** Begin **
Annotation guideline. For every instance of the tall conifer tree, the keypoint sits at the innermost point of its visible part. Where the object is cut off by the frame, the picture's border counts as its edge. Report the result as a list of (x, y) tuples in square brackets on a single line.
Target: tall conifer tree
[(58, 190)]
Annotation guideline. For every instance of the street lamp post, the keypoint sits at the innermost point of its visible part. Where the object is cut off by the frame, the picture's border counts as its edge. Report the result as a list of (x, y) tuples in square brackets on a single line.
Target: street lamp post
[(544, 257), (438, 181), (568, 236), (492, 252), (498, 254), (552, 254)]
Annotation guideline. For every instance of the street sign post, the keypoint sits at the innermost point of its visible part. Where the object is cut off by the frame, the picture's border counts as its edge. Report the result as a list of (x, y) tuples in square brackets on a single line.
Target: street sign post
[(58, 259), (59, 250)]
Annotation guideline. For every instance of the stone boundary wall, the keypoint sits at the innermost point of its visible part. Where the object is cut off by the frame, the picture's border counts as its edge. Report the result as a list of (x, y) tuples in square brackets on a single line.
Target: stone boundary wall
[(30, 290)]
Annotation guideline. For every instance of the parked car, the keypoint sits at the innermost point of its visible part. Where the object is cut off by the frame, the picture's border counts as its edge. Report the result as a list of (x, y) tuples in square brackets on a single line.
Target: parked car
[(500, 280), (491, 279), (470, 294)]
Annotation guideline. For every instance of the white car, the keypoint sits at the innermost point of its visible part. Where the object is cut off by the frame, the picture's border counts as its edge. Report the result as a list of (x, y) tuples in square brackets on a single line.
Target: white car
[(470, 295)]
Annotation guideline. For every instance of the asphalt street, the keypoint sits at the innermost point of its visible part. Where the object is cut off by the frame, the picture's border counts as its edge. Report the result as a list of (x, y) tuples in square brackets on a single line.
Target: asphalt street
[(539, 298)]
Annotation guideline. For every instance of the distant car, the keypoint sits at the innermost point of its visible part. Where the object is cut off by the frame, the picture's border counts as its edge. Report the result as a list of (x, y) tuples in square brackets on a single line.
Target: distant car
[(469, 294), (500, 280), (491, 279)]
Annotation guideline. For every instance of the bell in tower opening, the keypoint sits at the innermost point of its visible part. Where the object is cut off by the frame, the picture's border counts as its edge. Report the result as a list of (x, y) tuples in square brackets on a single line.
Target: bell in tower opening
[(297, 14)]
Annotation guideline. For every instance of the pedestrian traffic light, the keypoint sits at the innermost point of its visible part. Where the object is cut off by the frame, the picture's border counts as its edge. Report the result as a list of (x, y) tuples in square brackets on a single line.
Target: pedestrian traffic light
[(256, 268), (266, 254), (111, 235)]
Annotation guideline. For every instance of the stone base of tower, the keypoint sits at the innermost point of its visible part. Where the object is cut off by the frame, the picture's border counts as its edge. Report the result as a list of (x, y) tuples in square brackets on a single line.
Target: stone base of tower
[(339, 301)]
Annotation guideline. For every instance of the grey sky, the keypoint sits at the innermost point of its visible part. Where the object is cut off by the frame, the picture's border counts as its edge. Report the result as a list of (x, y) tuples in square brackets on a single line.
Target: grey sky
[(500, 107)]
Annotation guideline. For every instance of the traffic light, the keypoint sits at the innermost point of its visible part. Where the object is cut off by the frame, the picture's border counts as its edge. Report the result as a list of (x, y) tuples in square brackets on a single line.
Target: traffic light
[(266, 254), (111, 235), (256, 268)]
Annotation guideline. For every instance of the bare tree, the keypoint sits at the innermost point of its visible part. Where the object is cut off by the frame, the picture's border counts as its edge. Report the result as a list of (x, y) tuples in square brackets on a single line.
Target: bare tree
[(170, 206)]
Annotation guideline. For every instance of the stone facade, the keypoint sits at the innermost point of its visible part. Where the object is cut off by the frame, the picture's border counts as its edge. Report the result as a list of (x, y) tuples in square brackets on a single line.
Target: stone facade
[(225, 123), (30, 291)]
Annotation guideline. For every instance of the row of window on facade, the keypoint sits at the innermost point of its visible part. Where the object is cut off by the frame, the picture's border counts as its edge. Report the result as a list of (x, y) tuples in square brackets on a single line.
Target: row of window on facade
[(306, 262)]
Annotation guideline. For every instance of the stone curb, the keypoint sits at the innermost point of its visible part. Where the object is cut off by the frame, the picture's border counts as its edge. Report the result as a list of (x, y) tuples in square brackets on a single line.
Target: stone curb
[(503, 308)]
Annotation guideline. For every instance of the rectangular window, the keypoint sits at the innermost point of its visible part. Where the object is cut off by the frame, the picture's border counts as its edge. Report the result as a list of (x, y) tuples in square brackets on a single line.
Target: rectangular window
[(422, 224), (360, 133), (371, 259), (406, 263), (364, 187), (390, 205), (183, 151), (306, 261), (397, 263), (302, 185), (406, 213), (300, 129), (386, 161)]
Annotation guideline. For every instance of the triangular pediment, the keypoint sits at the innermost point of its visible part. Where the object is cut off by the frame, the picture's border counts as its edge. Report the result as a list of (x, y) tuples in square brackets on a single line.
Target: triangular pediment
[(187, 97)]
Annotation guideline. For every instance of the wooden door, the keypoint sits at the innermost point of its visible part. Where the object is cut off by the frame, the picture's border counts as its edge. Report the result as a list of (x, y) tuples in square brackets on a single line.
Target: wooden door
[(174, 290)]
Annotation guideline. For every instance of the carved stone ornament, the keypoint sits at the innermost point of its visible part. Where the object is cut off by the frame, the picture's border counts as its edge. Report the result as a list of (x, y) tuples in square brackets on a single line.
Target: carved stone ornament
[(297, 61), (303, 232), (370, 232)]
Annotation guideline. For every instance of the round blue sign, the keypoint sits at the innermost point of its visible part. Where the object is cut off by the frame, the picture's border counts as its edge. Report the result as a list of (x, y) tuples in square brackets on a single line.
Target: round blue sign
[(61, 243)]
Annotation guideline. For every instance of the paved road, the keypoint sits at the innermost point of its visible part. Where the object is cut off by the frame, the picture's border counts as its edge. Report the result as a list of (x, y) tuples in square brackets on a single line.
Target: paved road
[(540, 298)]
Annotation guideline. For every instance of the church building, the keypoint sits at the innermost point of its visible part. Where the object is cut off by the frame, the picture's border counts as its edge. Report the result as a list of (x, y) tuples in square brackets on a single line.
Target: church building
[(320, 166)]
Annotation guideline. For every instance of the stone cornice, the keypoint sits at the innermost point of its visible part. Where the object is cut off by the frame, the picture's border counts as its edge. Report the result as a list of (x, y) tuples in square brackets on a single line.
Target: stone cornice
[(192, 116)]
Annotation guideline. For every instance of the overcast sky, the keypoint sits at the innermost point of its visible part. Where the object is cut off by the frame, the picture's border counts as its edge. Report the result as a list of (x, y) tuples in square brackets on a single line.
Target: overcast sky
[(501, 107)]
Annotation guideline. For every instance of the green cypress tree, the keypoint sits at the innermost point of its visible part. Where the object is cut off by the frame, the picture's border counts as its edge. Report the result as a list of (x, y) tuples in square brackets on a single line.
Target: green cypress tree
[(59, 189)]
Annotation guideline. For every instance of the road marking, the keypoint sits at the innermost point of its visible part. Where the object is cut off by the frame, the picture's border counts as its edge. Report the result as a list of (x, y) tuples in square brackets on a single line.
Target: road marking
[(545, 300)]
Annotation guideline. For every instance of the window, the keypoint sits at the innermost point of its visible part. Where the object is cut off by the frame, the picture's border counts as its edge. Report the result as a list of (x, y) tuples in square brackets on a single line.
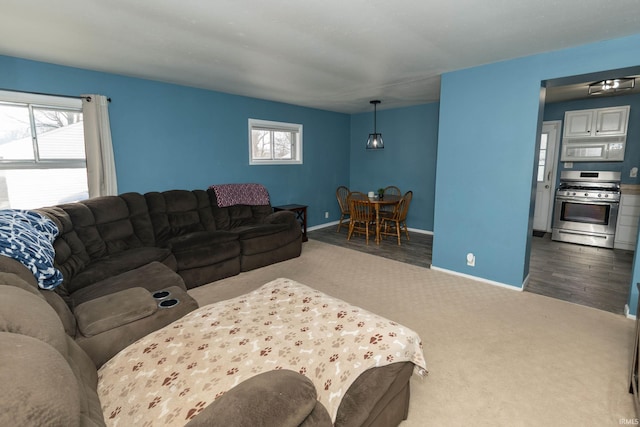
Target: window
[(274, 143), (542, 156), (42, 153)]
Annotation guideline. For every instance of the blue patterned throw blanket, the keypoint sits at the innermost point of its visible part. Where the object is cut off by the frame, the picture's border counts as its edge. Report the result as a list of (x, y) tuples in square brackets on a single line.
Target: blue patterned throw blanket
** End **
_EXERCISE DESCRIPTION_
Lay out every row above as a Markdown table with two columns, Number and Line. Skip blank lines and leave out the pictures.

_FULL SOLUTION_
| Number | Line |
|---|---|
| 1 | Annotation guideline. For every instance of the tall conifer tree, the keypoint sits at the innermost point of its visible part. Where the object is cut off by the frame, the picture's border counts as its edge. Report the result as a list of (x, y) tuples in square brackets on a single line. |
| 2 | Target: tall conifer tree |
| 3 | [(58, 190)] |
| 4 | Annotation guideline. For every instance of the street lamp post, the keypoint sits at the innermost point of its visible part. Where the object is cut off by the frame, the picture's border counts as its edge. Report the result as a list of (x, y) tuples in square brackets on a single line. |
| 5 | Target: street lamp post |
| 6 | [(544, 257), (438, 181), (568, 236), (492, 252), (498, 254), (552, 254)] |
| 7 | Annotation guideline. For every instance of the street sign post, the keypoint sits at the innermost point of its visible part. Where the object is cut off by the frame, the picture's border counts as its edge. Report the result as a list of (x, y) tuples in square brackets on a single line. |
| 8 | Target: street sign post |
| 9 | [(58, 259), (59, 250)] |
| 10 | Annotation guideline. For every instance of the stone boundary wall, the keypoint sits at the innermost point of its visible part. Where the object is cut off by the frame, the picture's border counts as its edge. Report the result as a list of (x, y) tuples in square brackets on a single line. |
| 11 | Target: stone boundary wall |
| 12 | [(30, 290)] |
| 13 | Annotation guideline. For every instance of the parked car, the keypoint sits at the innermost point of its visible part. Where the object is cut off by the frame, the picture's border counts as its edge. Report the result as a list of (x, y) tuples in square brackets on a single line. |
| 14 | Target: parked car |
| 15 | [(500, 280), (491, 279), (470, 294)] |
| 16 | Annotation guideline. For every instance of the white car, the keypoint sits at the innermost point of its visible part. Where the object is cut off by the frame, the picture's border counts as its edge. Report the result as a list of (x, y) tuples in square brackets on a single line. |
| 17 | Target: white car |
| 18 | [(470, 295)] |
| 19 | Annotation guideline. For every instance of the asphalt street, the keypoint sits at the innermost point of its visible part. Where the object is cut off by the frame, the picture's border counts as its edge. Report the result as a list of (x, y) tuples in square brackets on a single line. |
| 20 | Target: asphalt street |
| 21 | [(539, 298)] |
| 22 | Annotation guideline. For every instance of the distant car, the keypoint sits at the innermost point of its visible part. Where the object is cut off by the frame, the picture's border counts as its edge. Report the result as a list of (x, y) tuples in square brackets on a single line. |
| 23 | Target: distant car |
| 24 | [(469, 294), (500, 280), (491, 279)] |
| 25 | Annotation guideline. For every instance of the bell in tower opening, the keypoint sits at the innermost point of its visible part. Where the object is cut off by the frame, the picture's border counts as its edge. Report the result as a list of (x, y) tuples in square brackets on a single line. |
| 26 | Target: bell in tower opening |
| 27 | [(297, 14)] |
| 28 | Annotation guideline. For every instance of the pedestrian traffic light, the keypoint sits at the innermost point of its visible part. Where the object is cut off by the frame, the picture's border counts as its edge. Report the result as a list of (x, y) tuples in square brackets on a single line. |
| 29 | Target: pedestrian traffic light |
| 30 | [(256, 268), (266, 254), (111, 235)] |
| 31 | Annotation guideline. For every instance of the stone base of tower, the keypoint sits at the innermost point of its visible part. Where the object is cut off by the frame, the picture's border counts as its edge. Report the result as a list of (x, y) tuples in square brackets on a single line. |
| 32 | Target: stone base of tower |
| 33 | [(339, 301)] |
| 34 | Annotation guideline. For every instance of the grey sky, the keypoint sits at the innermost point of its visible part. Where the object is cut off by the frame, the picture's border counts as its edge. Report the result as a list of (x, y) tuples in square brackets on a single line. |
| 35 | Target: grey sky |
| 36 | [(500, 107)] |
| 37 | Annotation guideline. For every instance of the traffic light, the keypoint sits at the innermost point of its visible part. Where the object is cut off by the frame, the picture's border counts as its edge. Report the result as a list of (x, y) tuples in square brackets on a single line. |
| 38 | Target: traffic light |
| 39 | [(266, 254), (111, 235), (256, 268)] |
| 40 | Annotation guideline. For every instance of the bare tree, the keypoint sits at the innermost point of its visible part. Where the object is cut off by the frame, the picture's border counts as its edge. Report the result as a list of (x, y) tuples in square brackets on a single line. |
| 41 | Target: bare tree |
| 42 | [(170, 206)] |
| 43 | Annotation guideline. For every instance of the stone facade, the keypoint sits at the innermost point of its visible part. Where the object is cut off by the frame, the picture's border counts as its edge. Report the result as a list of (x, y) tuples in square brackets on a single line. |
| 44 | Target: stone facade |
| 45 | [(225, 123), (30, 291)] |
| 46 | Annotation guideline. For every instance of the row of window on facade, the keypoint sits at the innermost point of its visible part. Where the object is cut off by the frame, the picture's border counts as its edge. Report the result as a list of (x, y) tuples in square brackets on a single line. |
| 47 | Target: row of window on facade |
| 48 | [(306, 262)] |
| 49 | Annotation guideline. For every instance of the stone curb, the keypoint sits at the innermost point of its visible part. Where the object is cut off by the frame, the picture's border counts as its edge. Report the result as a list of (x, y) tuples in square brackets on a single line. |
| 50 | Target: stone curb |
| 51 | [(503, 308)] |
| 52 | Annotation guideline. For every instance of the rectangular window, the keypoint sits at the innermost point of its visible part. Where the object is cut off by the frame, the picture's border counts as its edge. Report the result as a list of (x, y) tuples in square brackets on a single line. |
| 53 | Target: rectangular window |
| 54 | [(422, 224), (360, 133), (371, 259), (406, 263), (364, 187), (390, 205), (183, 151), (306, 261), (397, 263), (302, 185), (406, 213), (300, 129), (386, 161)] |
| 55 | Annotation guideline. For every instance of the triangular pediment, the keypoint sits at the innermost point of its visible part. Where the object is cut off by the frame, the picture's border counts as its edge. Report the result as a list of (x, y) tuples in square brackets on a single line. |
| 56 | Target: triangular pediment |
| 57 | [(187, 97)] |
| 58 | Annotation guideline. For every instance of the wooden door, the keypoint sits at the innermost point of its visible part. Where the object is cut off by the frame, the picture's border counts as its edge. Report the result as a list of (x, y) tuples in square brackets on a single line. |
| 59 | Target: wooden door |
| 60 | [(174, 290)] |
| 61 | Annotation guideline. For every instance of the carved stone ornament, the keypoint sits at the innermost point of its visible part. Where the object is cut off by the frame, the picture's border counts as its edge. Report the result as a list of (x, y) tuples in square brackets on a single line. |
| 62 | Target: carved stone ornament |
| 63 | [(297, 61), (303, 232), (370, 232)] |
| 64 | Annotation guideline. For every instance of the round blue sign, the keypoint sits at the innermost point of its visible part. Where the object is cut off by the frame, the picture's border counts as its edge. Report the result as a list of (x, y) tuples in square brackets on a single line. |
| 65 | Target: round blue sign |
| 66 | [(61, 243)] |
| 67 | Annotation guideline. For every instance of the paved road, the keypoint sits at the innermost point of its visible part. Where the object is cut off by the frame, the picture's border counts as its edge. Report the result as a list of (x, y) tuples in square brackets on a single line. |
| 68 | Target: paved road |
| 69 | [(540, 298)] |
| 70 | Annotation guideline. For every instance of the church building, the keypoint sits at the innermost point of its visible part. Where the object is cut off by the frame, the picture's border counts as its edge. Report the result as a list of (x, y) tuples in square brackets on a single line. |
| 71 | Target: church building |
| 72 | [(320, 166)] |
| 73 | Annotation guideline. For every instance of the stone cornice, the keypoint sits at the innermost point of its visible part. Where the object is cut off by the frame, the picture's border counts as its edge. Report the result as a list of (x, y) tuples in square brackets on a single line. |
| 74 | Target: stone cornice |
| 75 | [(192, 116)] |
| 76 | Annotation guideline. For every instance of the overcast sky, the keypoint sits at the innermost point of its visible part. Where the object is cut off by the frame, the picture's border counts as its edge. Report the result as a list of (x, y) tuples in square brackets on a single line. |
| 77 | Target: overcast sky |
| 78 | [(501, 107)] |
| 79 | Annotation guideline. For every instance of the green cypress tree, the keypoint sits at the innermost point of its visible part. Where the object is cut off by the frame, the picture's border counts as its edge. Report the result as a list of (x, y) tuples in square brackets on a single line. |
| 80 | Target: green cypress tree |
| 81 | [(59, 189)] |
| 82 | Annotation guideline. For every instance of the road marking, the keypoint sits at the innermost point of its visible part. Where the object is cut off by the frame, the picture's border counts as its edge. Report the result as a list of (x, y) tuples in square brackets on a single line. |
| 83 | Target: road marking |
| 84 | [(545, 300)] |
| 85 | Annotation guideline. For every instance of the window, the keypoint sits at the innermost point of its visible part. Where the object is cut off by the frame, the picture's border counts as its edge. Report the result as a list of (x, y) tuples in square brackets on a single line. |
| 86 | Target: window |
| 87 | [(274, 143), (542, 156), (42, 153)] |
| 88 | Annotation guideline. For every instance of the blue patterned throw blanket, the keypoint sits at the innermost point of its visible part. Where the object is cut off by the frame, the picture's border counts as its edge. Report the result as a list of (x, y) tuples in square brackets on a single line. |
| 89 | Target: blue patterned throw blanket |